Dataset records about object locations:
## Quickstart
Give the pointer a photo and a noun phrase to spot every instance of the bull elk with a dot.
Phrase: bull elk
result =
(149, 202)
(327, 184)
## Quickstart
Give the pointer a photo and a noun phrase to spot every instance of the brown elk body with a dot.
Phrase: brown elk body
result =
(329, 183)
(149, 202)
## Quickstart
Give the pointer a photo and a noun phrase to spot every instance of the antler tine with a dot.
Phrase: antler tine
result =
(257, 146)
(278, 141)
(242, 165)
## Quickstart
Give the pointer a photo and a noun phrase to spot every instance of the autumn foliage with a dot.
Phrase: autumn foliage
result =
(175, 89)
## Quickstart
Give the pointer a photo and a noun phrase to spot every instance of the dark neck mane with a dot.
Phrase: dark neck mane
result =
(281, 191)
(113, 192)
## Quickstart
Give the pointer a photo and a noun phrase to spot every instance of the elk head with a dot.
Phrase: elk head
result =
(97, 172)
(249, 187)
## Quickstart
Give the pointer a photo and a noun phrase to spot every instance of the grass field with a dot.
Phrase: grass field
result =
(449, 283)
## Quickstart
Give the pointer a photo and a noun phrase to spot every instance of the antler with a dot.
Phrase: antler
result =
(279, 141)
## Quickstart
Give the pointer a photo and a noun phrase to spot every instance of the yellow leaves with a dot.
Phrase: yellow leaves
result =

Stated goal
Take the listing above and write it out again exactly.

Expected answer
## Quickstart
Give the pointer a photo and a noun phrase to spot every instance of the bull elk with a dot.
Phrase: bull elk
result =
(149, 202)
(327, 184)
## Quickstart
Give the pointer a photo and a noun phrase to spot every instance of the brown elk body with a dot.
Phrase: brown elk body
result =
(329, 183)
(149, 202)
## Quickstart
Give the pointer a photo and a noun phrase to spot every instance of the antler tine with a dot.
Phrase: antler tine
result =
(257, 146)
(278, 141)
(242, 165)
## Quickstart
Give the pointer a photo and a noun phrase to spot every instance of the autumn foliage with a dot.
Phrase: autumn foliage
result =
(175, 89)
## Quickstart
Give the pointer a photo and a noun phrase to spot every instance of the dark neck mane with a dot.
Phrase: dark neck mane
result =
(281, 191)
(113, 192)
## Quickstart
Give the pointer a photo and a noun phrase to spot every instance of the elk head with a dot.
Phrase: elk head
result =
(97, 172)
(249, 187)
## Quickstart
Give the pointer a photo and a noun phrase to spot every instance of the grass field with a dot.
Phrase: grass field
result =
(449, 283)
## Quickstart
Give the pointer a photo and a noun phrase to spot every instance of the antler with a dot.
Phrase: antler
result =
(279, 141)
## Quickstart
Give the pointer a photo and a noun phrase to spot every instance of the yellow leaves with a dot.
Phrase: yellow leaves
result =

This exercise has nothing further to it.